■ SUPPLIED MATERIAL:
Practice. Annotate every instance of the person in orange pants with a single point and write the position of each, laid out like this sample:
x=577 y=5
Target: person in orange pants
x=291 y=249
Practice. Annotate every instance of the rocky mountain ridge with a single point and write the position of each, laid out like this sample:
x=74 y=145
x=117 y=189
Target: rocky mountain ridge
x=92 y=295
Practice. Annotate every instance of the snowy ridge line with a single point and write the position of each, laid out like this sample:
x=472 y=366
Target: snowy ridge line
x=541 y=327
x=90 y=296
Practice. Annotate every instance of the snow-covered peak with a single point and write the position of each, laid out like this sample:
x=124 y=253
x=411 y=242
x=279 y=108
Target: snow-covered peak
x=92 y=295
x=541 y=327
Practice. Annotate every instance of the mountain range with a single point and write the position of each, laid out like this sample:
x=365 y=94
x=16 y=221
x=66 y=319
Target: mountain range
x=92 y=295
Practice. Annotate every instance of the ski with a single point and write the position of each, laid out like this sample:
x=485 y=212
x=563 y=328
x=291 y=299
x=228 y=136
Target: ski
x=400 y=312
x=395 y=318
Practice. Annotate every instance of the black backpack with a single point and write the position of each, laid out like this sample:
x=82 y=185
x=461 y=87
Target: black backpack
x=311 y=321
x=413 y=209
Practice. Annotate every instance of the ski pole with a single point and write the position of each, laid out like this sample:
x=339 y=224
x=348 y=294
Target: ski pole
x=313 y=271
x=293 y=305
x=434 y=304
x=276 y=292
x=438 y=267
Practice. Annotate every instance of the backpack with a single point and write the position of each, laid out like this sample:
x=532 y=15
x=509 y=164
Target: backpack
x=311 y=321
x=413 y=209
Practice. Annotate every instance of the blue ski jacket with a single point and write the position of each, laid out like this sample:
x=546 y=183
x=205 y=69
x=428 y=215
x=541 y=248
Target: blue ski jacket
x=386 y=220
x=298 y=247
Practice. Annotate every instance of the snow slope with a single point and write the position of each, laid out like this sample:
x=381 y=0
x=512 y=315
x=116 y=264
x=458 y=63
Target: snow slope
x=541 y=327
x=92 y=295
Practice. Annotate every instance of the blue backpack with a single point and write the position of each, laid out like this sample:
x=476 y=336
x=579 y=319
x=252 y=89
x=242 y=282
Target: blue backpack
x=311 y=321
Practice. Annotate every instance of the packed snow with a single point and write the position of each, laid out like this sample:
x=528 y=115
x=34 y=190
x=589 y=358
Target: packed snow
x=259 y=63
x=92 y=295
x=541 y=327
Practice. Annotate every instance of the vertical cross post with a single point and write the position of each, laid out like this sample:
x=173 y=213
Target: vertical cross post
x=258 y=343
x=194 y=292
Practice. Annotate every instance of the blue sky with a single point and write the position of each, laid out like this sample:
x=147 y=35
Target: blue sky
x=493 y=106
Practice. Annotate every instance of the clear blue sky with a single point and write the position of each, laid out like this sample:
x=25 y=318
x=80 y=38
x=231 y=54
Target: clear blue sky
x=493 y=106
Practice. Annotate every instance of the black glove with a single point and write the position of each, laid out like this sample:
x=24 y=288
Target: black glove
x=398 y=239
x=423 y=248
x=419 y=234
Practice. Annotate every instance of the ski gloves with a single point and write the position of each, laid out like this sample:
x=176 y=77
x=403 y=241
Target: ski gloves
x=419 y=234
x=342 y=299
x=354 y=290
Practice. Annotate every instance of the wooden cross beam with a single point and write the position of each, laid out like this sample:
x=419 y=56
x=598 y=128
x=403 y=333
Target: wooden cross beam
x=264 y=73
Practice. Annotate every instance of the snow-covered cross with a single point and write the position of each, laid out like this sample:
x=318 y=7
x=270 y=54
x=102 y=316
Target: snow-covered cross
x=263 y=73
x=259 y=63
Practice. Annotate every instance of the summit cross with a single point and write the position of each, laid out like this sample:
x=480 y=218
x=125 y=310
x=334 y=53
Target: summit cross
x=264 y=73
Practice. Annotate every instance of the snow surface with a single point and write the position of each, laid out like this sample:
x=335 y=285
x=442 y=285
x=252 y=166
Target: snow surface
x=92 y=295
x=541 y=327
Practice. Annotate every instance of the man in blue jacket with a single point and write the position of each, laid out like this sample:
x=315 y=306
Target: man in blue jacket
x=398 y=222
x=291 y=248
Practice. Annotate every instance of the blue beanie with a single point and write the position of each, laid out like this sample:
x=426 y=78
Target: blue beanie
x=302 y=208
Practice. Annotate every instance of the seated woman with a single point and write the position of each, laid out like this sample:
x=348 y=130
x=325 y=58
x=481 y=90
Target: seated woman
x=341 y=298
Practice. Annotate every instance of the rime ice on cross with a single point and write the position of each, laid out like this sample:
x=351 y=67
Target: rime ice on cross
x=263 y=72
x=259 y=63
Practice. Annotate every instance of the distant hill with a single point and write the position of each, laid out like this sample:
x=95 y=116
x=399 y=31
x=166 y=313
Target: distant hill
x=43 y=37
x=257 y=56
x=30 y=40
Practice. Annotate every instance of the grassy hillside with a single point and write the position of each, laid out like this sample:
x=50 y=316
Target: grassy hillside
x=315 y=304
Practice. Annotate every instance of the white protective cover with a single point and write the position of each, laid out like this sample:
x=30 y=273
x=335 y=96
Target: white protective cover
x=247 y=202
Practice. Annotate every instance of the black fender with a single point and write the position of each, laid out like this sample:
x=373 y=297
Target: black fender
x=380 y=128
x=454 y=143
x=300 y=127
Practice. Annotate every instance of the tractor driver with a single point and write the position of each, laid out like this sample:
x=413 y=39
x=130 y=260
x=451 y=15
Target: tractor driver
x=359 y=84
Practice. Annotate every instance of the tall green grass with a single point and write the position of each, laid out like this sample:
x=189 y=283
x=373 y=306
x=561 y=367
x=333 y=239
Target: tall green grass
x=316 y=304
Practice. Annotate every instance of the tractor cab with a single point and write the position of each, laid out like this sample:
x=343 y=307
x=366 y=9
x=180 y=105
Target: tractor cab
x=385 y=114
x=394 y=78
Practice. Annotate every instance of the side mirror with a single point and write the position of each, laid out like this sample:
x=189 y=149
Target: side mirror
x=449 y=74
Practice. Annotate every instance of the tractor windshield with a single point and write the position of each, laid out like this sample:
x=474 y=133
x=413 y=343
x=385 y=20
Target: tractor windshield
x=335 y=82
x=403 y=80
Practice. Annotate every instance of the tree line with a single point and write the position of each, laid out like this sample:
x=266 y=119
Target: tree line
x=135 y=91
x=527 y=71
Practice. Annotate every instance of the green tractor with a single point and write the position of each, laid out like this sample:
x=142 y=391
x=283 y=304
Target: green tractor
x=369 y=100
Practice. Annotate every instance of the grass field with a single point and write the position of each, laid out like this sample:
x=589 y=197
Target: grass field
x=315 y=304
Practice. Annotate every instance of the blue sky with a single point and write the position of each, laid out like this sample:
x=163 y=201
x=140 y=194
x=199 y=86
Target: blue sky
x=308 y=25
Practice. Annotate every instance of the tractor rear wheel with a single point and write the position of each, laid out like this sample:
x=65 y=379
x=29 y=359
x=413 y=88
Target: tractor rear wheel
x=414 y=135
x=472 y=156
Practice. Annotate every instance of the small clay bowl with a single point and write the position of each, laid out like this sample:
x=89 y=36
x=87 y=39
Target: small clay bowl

■ WHAT TO PRODUCE: Restate the listing in full, word for word.

■ REPLY TO THE EXERCISE:
Practice. Annotate every instance of the person in orange pants with a single point and write the position of each, laid out like this sample:
x=577 y=5
Target: person in orange pants
x=291 y=249
Practice. Annotate every instance of the rocky mountain ridge with a single point and write the position of each, laid out like this sample:
x=74 y=145
x=117 y=189
Target: rocky mountain ridge
x=92 y=295
Practice. Annotate every instance of the snowy ridge line with a single point and write the position of each, laid out like this sample:
x=472 y=366
Target: snowy ridge line
x=541 y=327
x=90 y=296
Practice. Annotate every instance of the snow-covered peak with a single point and write the position of each, laid out like this sample:
x=124 y=253
x=411 y=242
x=279 y=108
Target: snow-covered peak
x=92 y=295
x=541 y=327
Practice. Annotate every instance of the mountain range with a single point and write the position of each, laid out like this sample:
x=365 y=94
x=16 y=221
x=66 y=319
Target: mountain range
x=92 y=295
Practice. Annotate every instance of the ski with a single point and write the position of each, laid out like this sample:
x=485 y=212
x=563 y=328
x=291 y=299
x=228 y=136
Target: ski
x=400 y=312
x=395 y=318
Practice. Annotate every instance of the black backpack with a single point and write the position of each, laid out like this sample:
x=82 y=185
x=461 y=87
Target: black backpack
x=311 y=321
x=413 y=209
Practice. Annotate every instance of the ski pole with a single point and write the position of each, laid out like this sample:
x=339 y=224
x=348 y=294
Target: ski pole
x=313 y=271
x=293 y=305
x=434 y=304
x=276 y=292
x=438 y=267
Practice. Annotate every instance of the backpack with a single point and write the position of each, laid out like this sample:
x=532 y=15
x=509 y=164
Target: backpack
x=311 y=321
x=413 y=209
Practice. Annotate every instance of the blue ski jacket with a single point and write the position of each, laid out like this sample:
x=546 y=183
x=205 y=69
x=428 y=215
x=541 y=248
Target: blue ski jacket
x=386 y=220
x=298 y=247
Practice. Annotate every instance of the snow slope with a single point and write the position of each, laid out like this sample:
x=381 y=0
x=512 y=315
x=116 y=264
x=458 y=63
Target: snow slope
x=541 y=327
x=92 y=295
Practice. Annotate every instance of the blue backpack with a single point and write the position of each, laid out like this sample:
x=476 y=336
x=579 y=319
x=252 y=89
x=242 y=282
Target: blue backpack
x=311 y=321
Practice. Annotate every instance of the packed snow with a single point and write the position of each, laid out like this sample:
x=528 y=115
x=34 y=190
x=589 y=358
Target: packed snow
x=259 y=63
x=92 y=295
x=541 y=327
Practice. Annotate every instance of the vertical cross post with a single point and write the position of each, laid out like this sample:
x=173 y=213
Target: vertical cross post
x=258 y=343
x=194 y=292
Practice. Annotate every instance of the blue sky with a single point and write the position of each, laid out like this sample:
x=147 y=35
Target: blue sky
x=493 y=106
Practice. Annotate every instance of the clear blue sky with a single point and write the position of each, laid out like this sample:
x=25 y=318
x=80 y=38
x=231 y=54
Target: clear blue sky
x=493 y=106
Practice. Annotate every instance of the black glove with a single point and write the position of each, laid out like this sample:
x=24 y=288
Target: black glove
x=398 y=239
x=423 y=248
x=419 y=234
Practice. Annotate every instance of the ski gloves with a single point and write the position of each, laid out like this sample:
x=176 y=77
x=403 y=241
Target: ski gloves
x=419 y=234
x=342 y=299
x=354 y=290
Practice. Annotate every instance of the wooden cross beam with a single point and write the position of each, laid out like this sample:
x=419 y=56
x=598 y=128
x=403 y=333
Target: wooden cross beam
x=264 y=73
Practice. Annotate every instance of the snow-covered cross with a single point and write the position of each, laid out like this sample:
x=318 y=7
x=270 y=54
x=102 y=316
Target: snow-covered cross
x=263 y=73
x=259 y=63
Practice. Annotate every instance of the summit cross with a single point and write the position of each, laid out like this sample:
x=480 y=218
x=125 y=310
x=334 y=53
Target: summit cross
x=264 y=73
Practice. Annotate every instance of the snow surface with a single point and write the position of each, laid out like this sample:
x=335 y=285
x=442 y=285
x=252 y=166
Target: snow surface
x=92 y=295
x=541 y=327
Practice. Annotate every instance of the man in blue jacket with a single point and write the position of each, laid out like this sample:
x=315 y=306
Target: man in blue jacket
x=398 y=222
x=291 y=248
Practice. Annotate every instance of the blue beanie with a single point and write the position of each, laid out like this sample:
x=426 y=78
Target: blue beanie
x=302 y=208
Practice. Annotate every instance of the seated woman with a single point and write the position of each, laid out like this sample:
x=348 y=130
x=325 y=58
x=481 y=90
Target: seated woman
x=341 y=298
Practice. Annotate every instance of the rime ice on cross with a single point and write the position of each, laid out like this sample:
x=351 y=67
Target: rime ice on cross
x=263 y=72
x=259 y=63
Practice. Annotate every instance of the distant hill with a single point and write the position of each, laid out like this sample:
x=95 y=116
x=399 y=31
x=166 y=313
Target: distant hill
x=43 y=37
x=257 y=56
x=30 y=40
Practice. Annotate every instance of the grassy hillside with a single point and write the position of each, laid out like this sample:
x=50 y=316
Target: grassy hillside
x=315 y=304
Practice. Annotate every instance of the white protective cover with a single point and write the position of each, laid out like this sample:
x=30 y=273
x=335 y=96
Target: white protective cover
x=247 y=202
Practice. Annotate every instance of the black fender with a single point and write the position of each, laid out like this sample:
x=373 y=297
Target: black fender
x=380 y=128
x=454 y=143
x=300 y=127
Practice. Annotate every instance of the tractor driver with a single point and write the position of each, laid out like this sample:
x=413 y=39
x=130 y=260
x=451 y=15
Target: tractor driver
x=359 y=84
Practice. Annotate every instance of the tall green grass with a single point and write the position of each, laid out like this sample:
x=189 y=283
x=373 y=306
x=561 y=367
x=333 y=239
Target: tall green grass
x=316 y=304
Practice. Annotate every instance of the tractor cab with a single point and write the position of each, laid out like this sample:
x=343 y=307
x=366 y=9
x=180 y=105
Target: tractor cab
x=385 y=114
x=394 y=78
Practice. Annotate every instance of the side mirror with a single point and write the position of each, laid out like this sample:
x=189 y=149
Target: side mirror
x=449 y=74
Practice. Annotate every instance of the tractor windshield with a single point and write the position of each, laid out like this sample:
x=474 y=133
x=413 y=343
x=385 y=20
Target: tractor windshield
x=335 y=82
x=403 y=80
Practice. Annotate every instance of the tree line with a single point and write the position of each, laid out like this sample:
x=266 y=119
Target: tree line
x=135 y=91
x=527 y=71
Practice. Annotate every instance of the green tractor with a single point and write the position of each, laid out like this sample:
x=142 y=391
x=283 y=304
Target: green tractor
x=369 y=100
Practice. Annotate every instance of the grass field with a single point and write the position of each, laid out like this sample:
x=589 y=197
Target: grass field
x=315 y=304
Practice. Annotate every instance of the blue sky with a single point and write the position of each, laid out like this sample:
x=163 y=201
x=140 y=194
x=199 y=86
Target: blue sky
x=308 y=25
Practice. Annotate every instance of the tractor rear wheel with a single point and write the position of each, laid out like this sample:
x=65 y=379
x=29 y=359
x=413 y=88
Target: tractor rear wheel
x=414 y=135
x=472 y=156
Practice. Annotate every instance of the small clay bowl with a single point and write the position of each, laid out like this sample:
x=89 y=36
x=87 y=39
Target: small clay bowl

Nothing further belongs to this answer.